Some records
--- Begin ---

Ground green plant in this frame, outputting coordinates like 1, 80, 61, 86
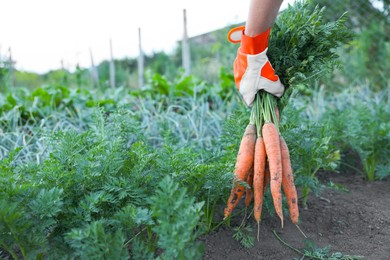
282, 106, 340, 207
149, 177, 203, 259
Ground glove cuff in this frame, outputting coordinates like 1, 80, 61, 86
228, 26, 271, 55
241, 28, 271, 55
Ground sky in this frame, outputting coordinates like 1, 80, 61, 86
0, 0, 291, 73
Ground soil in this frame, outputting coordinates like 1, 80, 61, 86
202, 173, 390, 260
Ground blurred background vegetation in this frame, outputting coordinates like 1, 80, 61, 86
0, 0, 390, 90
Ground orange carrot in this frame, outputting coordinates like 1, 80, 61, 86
280, 137, 299, 224
263, 163, 271, 194
262, 122, 283, 228
245, 169, 256, 207
224, 124, 256, 218
253, 137, 266, 223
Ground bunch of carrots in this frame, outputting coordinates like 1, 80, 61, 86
224, 91, 299, 240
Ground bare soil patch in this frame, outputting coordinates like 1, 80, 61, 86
202, 173, 390, 260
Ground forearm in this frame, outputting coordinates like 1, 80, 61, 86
245, 0, 283, 37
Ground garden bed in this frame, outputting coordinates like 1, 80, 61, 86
202, 173, 390, 260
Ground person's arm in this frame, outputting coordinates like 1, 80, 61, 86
245, 0, 283, 37
228, 0, 284, 106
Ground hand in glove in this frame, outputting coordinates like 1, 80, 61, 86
228, 26, 284, 106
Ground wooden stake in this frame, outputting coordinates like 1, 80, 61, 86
89, 48, 99, 87
138, 28, 144, 88
110, 39, 115, 88
8, 47, 15, 87
182, 9, 191, 76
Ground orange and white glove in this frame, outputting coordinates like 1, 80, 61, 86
228, 26, 284, 106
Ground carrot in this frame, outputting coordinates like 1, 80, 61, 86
245, 169, 256, 207
253, 136, 267, 241
224, 124, 256, 219
280, 137, 299, 225
263, 164, 270, 194
262, 122, 283, 228
253, 137, 266, 223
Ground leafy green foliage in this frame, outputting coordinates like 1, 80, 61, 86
268, 1, 352, 107
149, 177, 203, 259
281, 106, 340, 206
303, 239, 363, 260
65, 221, 129, 259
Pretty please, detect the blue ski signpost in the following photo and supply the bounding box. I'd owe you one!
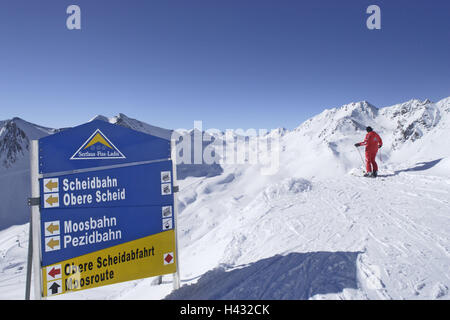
[27,120,179,298]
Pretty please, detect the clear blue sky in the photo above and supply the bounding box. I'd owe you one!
[0,0,450,129]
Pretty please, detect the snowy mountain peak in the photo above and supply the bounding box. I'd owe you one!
[0,118,29,168]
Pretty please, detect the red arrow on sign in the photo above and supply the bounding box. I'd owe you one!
[164,253,173,264]
[48,267,61,278]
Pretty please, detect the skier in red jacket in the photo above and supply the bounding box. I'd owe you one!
[355,127,383,178]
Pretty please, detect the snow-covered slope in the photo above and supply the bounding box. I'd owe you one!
[0,118,54,230]
[0,98,450,299]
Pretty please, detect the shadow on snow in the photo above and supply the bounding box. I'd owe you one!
[166,252,360,300]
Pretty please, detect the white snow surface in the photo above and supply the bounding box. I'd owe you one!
[0,98,450,300]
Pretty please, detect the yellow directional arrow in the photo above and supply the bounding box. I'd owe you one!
[45,195,59,206]
[47,223,59,233]
[47,238,59,249]
[45,180,58,191]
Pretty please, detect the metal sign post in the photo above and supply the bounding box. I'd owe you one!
[170,139,180,290]
[26,121,180,299]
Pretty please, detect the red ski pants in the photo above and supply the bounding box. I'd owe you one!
[366,149,378,172]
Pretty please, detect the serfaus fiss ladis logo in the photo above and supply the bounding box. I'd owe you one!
[70,129,126,160]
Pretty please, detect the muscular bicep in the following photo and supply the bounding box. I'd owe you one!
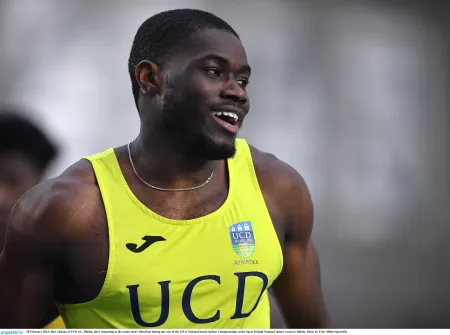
[0,194,58,328]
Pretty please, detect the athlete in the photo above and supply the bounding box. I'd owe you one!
[0,108,64,328]
[0,9,330,328]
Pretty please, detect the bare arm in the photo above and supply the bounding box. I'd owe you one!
[0,184,66,328]
[273,165,331,328]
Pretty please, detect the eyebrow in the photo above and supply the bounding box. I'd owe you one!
[199,54,252,73]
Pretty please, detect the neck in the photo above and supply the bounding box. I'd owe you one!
[130,132,217,188]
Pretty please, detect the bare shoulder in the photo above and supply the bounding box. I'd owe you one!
[5,160,101,255]
[250,146,308,196]
[246,146,313,240]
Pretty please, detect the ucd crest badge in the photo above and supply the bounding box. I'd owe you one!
[228,221,255,258]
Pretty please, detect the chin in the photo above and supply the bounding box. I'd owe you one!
[184,136,236,160]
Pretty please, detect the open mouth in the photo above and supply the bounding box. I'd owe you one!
[211,112,239,134]
[211,112,239,125]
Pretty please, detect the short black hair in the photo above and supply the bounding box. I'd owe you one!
[0,108,58,173]
[128,9,239,106]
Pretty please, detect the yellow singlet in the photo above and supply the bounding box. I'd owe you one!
[58,140,283,328]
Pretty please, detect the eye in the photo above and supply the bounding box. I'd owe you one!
[204,68,220,77]
[236,78,250,88]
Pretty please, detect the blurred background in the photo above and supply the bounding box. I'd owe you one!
[0,0,450,328]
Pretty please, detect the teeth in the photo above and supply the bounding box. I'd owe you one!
[212,112,239,121]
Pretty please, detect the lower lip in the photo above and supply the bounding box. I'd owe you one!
[212,115,239,134]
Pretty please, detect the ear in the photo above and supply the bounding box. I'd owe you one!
[135,60,163,95]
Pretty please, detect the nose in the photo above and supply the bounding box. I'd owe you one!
[221,79,248,105]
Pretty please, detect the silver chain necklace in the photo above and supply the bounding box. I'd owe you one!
[127,142,215,192]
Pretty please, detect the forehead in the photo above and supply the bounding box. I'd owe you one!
[175,29,247,65]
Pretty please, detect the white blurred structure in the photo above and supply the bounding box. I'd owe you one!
[0,0,450,328]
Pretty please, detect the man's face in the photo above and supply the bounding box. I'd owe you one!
[162,29,250,160]
[0,152,41,250]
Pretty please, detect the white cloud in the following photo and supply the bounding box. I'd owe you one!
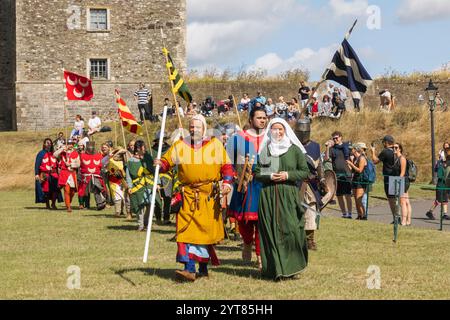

--- End ---

→ **Written task**
Please edit the listing above so that every "in this frame" becomes "in this image", with everything else left unchanged. Leave the pictures out of your answer.

→ **Final result**
Ground green plant in this image, outputting coordinates like 1, 80, 61, 86
282, 106, 340, 207
149, 177, 203, 259
Ground glove cuff in this image, outputting coordinates like 1, 80, 61, 86
228, 26, 271, 55
241, 28, 271, 55
Ground sky in this image, outputting coordinates like 1, 80, 61, 86
0, 0, 291, 73
Ground soil in this image, outputting coordinates like 1, 80, 61, 86
202, 173, 390, 260
Ground blurred background vegetation in this image, outputting coordinates like 1, 80, 61, 86
0, 0, 390, 90
Ground orange carrot in this image, outputting coordinates like 1, 80, 61, 86
280, 137, 299, 224
263, 163, 271, 194
262, 122, 283, 228
245, 169, 256, 207
224, 124, 256, 218
253, 137, 266, 223
Ground bunch of carrots in this image, outputting coordinates like 1, 80, 61, 86
224, 91, 299, 240
Ground bare soil patch in this image, outputting coordinates like 1, 80, 61, 86
202, 173, 390, 260
Ground forearm in this image, outputting coordinates like 1, 80, 61, 86
245, 0, 283, 37
Ground garden bed in this image, outputting coordinates like 1, 80, 61, 86
202, 173, 390, 260
Ground person's arm in this image, outputting coordinates like 1, 80, 61, 86
245, 0, 283, 37
228, 0, 284, 106
Ground hand in glove in this image, outputting coordinates like 1, 80, 61, 86
228, 26, 284, 106
Ground wooden stake in this image, outputting coordinates like 1, 80, 61, 86
89, 48, 99, 87
138, 28, 144, 88
110, 39, 115, 88
8, 47, 15, 87
182, 9, 191, 76
Ground orange and white glove in this image, outputting coordinates like 1, 80, 61, 86
228, 26, 284, 106
Ground carrot in this image, outputting coordinates like 1, 80, 61, 86
245, 169, 256, 207
253, 136, 267, 241
224, 124, 256, 219
280, 137, 299, 225
263, 164, 270, 194
262, 122, 283, 228
253, 137, 266, 223
Ground leafy green foliage in this image, outputting coordinates like 1, 80, 61, 86
268, 1, 352, 107
149, 177, 203, 259
281, 106, 340, 206
303, 239, 363, 260
65, 221, 129, 259
Pretty please, detect the blue ski signpost in the following photo and supply the bounding box. I'd owe you one!
[27,120,179,298]
Pretty please, detect the clear blue sky in the photo above and supply the bounding box. I'd owe you one!
[0,0,450,129]
Pretty please, detect the snowy mountain peak in the photo above and supply the bounding box. I'd owe you one!
[0,118,29,168]
Pretty please, detect the red arrow on sign in the photo above and supply the bounding box. I'd owe you one!
[164,253,173,264]
[48,267,61,278]
Pretty please, detect the skier in red jacket in the photo above and supply the bounding box. I'd owe you one!
[355,127,383,178]
Pretty please, detect the snow-covered slope in the photo above and supply the bounding box. I'd owe you one!
[0,118,54,230]
[0,98,450,299]
Pretty please, detect the shadow on snow in the photo above and supply the bounding box. I'd owe you one!
[166,252,360,300]
Pretty please, detect the white snow surface in the photo above and supply the bounding box. I'd owe you one!
[0,98,450,300]
Pretty please, detect the yellow directional arrow in the photo above and supply the bounding box. I'd owe you one!
[45,195,59,206]
[47,223,59,233]
[47,238,59,249]
[45,180,58,191]
Pretty please, detect the metal sign post in the photo above and supply the bounding box. I'd owe you one!
[170,139,180,290]
[26,121,180,299]
Pretty please, detect the red ski pants in the photo above and supply the bounding box. I'd owe you one!
[366,149,378,172]
Pretty please, detect the serfaus fiss ladis logo in the photo above and supply the bounding box. I'd owe you one!
[70,129,126,160]
Pretty please, detect the muscular bicep in the following photo and supply the bounding box. I'd owe you one!
[0,194,58,328]
Pretty please, detect the athlete in the photo above and supply the bounding box. I'd owe you one!
[0,108,64,328]
[0,9,330,328]
Pretty please, detect the bare arm in the photo above and supply the bounding box. I'd owe you one!
[0,184,66,328]
[273,165,331,328]
Pretty please, detect the eyebrow in the photo above and supply the bounding box. I'd owe you one!
[199,54,252,73]
Pretty please, detect the neck in the photo above and supply the bounding box. I'd owe you one!
[130,132,217,188]
Pretty please, detect the bare shoulder in the photo above and supply the bounding box. I'd owe you one!
[5,160,101,255]
[250,146,308,196]
[246,146,313,240]
Pretty please, detect the ucd crest badge in the photo above and supply the bounding box. I'd owe you one!
[228,221,255,258]
Pretty please, detect the chin in the photo above and supply the bounding box. I'd owe you one!
[184,136,236,160]
Pretty please, detect the open mouth in the photo above and supply the bounding box. I'd owe you one!
[211,112,239,134]
[211,112,239,125]
Pretty please, detect the short black hair in the photo above and supply the bounding box. I'd owe you one!
[0,108,58,173]
[128,9,239,106]
Pretty please, detect the yellow singlet in the photo above and supply the bounding box. I'd owe you one!
[58,140,283,328]
Pretty please, detect the eye in the photo above and supply the bounding box. I'd owe you one!
[204,68,220,77]
[236,78,250,88]
Pretty please, detect the blurred background in the photo above and supply the bounding box. I'd owe you one!
[0,0,450,328]
Pretty please, detect the teeth in the photo above and supply the bounding box. I'd owe you one!
[212,112,239,121]
Pretty please, detect the lower lip in the photo above and supply the bounding box. I'd owe you one!
[212,115,239,134]
Pretty please, detect the ear in the photo above and supply the bounding box. I'd owe you one!
[135,60,163,95]
Pretty please, detect the nose in the photo above and supply the bounding box. I'd owe you one!
[221,79,248,105]
Pretty please, detect the silver chain necklace in the photo above and supply the bounding box. I'd owe you one!
[127,142,215,192]
Pretty please, detect the forehead in the photo above and supply the bounding box. I'd owe you one!
[175,29,247,65]
Pretty please, detect the white blurred structure in the photo above and supply the bounding box. I'd owe you one!
[0,0,450,328]
Pretty please, detect the man's face in the photo above and supply the bounding box. I'd owe you one!
[162,29,250,160]
[0,152,41,250]
Pretty please, detect the white cloud in the following photo and supply the bounding box. I'd owe you one!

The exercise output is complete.